Provided text:
A look back at Marvel’s Super Heroes Secret Wars toy line from Mattel

By Carlos Mejia     January 22, 2007


Marvel's Secretwars
© N/A

Last week we took a look back at the legendary DC toy line Super Powers by Kenner and in an effort to be fair, this week we’ll be looking back at Marvel Super Heroes Secret Wars line from Mattel. Consider this the yin to last week’s yang. 

In 1984 Mattel had acquired the Marvel license. Although Mattel was sitting on the cash cow that was He-Man and the Masters of the Universe, they acquired a superhero license in hopes that they would get another cash cow. However Mattel wanted the series to run with a comic book series—thus the well know series Marvel Super Heroes Secret Wars was created because of the toy line. The comic book proved to be popular with its very simple story. The biggest heroes and villains of Marvel formed two teams. Good and evil. From there they all kick each other’s respective butts. The series ran for 12 issues and even spawned a sequel. Even though the toy line launched the comic series, the comic became historic as it debuted Black Costume Spider-Man and a new Spider-Woman. Unfortunately the toy line did not see as much success as the comic book.

Given material:
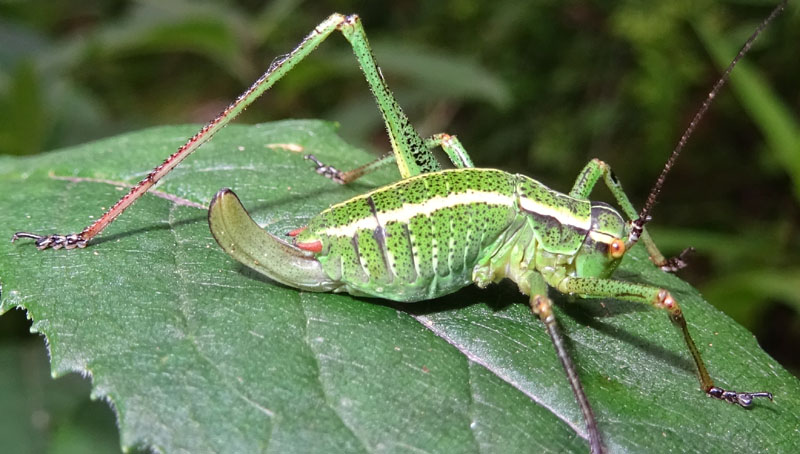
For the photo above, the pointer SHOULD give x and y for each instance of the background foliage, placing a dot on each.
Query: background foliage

What you need to do:
Answer these questions from the Secret Wars article:
(a) In what year did Mattel acquire the Marvel license?
(b) How many issues did the comic book series run?
(c) Which DC toy line by Kenner was covered the previous week?
Answer using only the Secret Wars article.

The result:
(a) 1984
(b) 12 issues
(c) Super Powers